DATA PROVIDED:
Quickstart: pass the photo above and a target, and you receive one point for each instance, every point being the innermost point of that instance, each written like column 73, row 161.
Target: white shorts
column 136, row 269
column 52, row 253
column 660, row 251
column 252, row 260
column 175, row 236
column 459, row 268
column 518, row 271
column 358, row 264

ACTIVITY:
The whole listing needs copying. Write it out exactly.

EXERCISE ANSWER:
Quickstart: pass the photo above and a target, and you receive one point for each instance, every point being the innermost point of that instance, each written like column 73, row 161.
Target: white shorts
column 136, row 269
column 52, row 253
column 660, row 251
column 252, row 260
column 175, row 236
column 459, row 268
column 518, row 271
column 358, row 264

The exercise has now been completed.